■ Exercise directions:
Please render the entries below as a two-column CSV with the header "text,answer", one row per entry. Put each entry's text and its answer in a single quoted field each, with line breaks replaced by spaces.

■ Provided data:

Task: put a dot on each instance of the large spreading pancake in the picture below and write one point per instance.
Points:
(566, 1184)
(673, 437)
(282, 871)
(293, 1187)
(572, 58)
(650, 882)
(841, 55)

■ Task result:
text,answer
"Task: put a dot on each instance of the large spreading pancake in the picture below and write one point per instance. Points:","(566, 1184) (673, 437) (282, 871) (293, 1187) (572, 58) (650, 882) (841, 55)"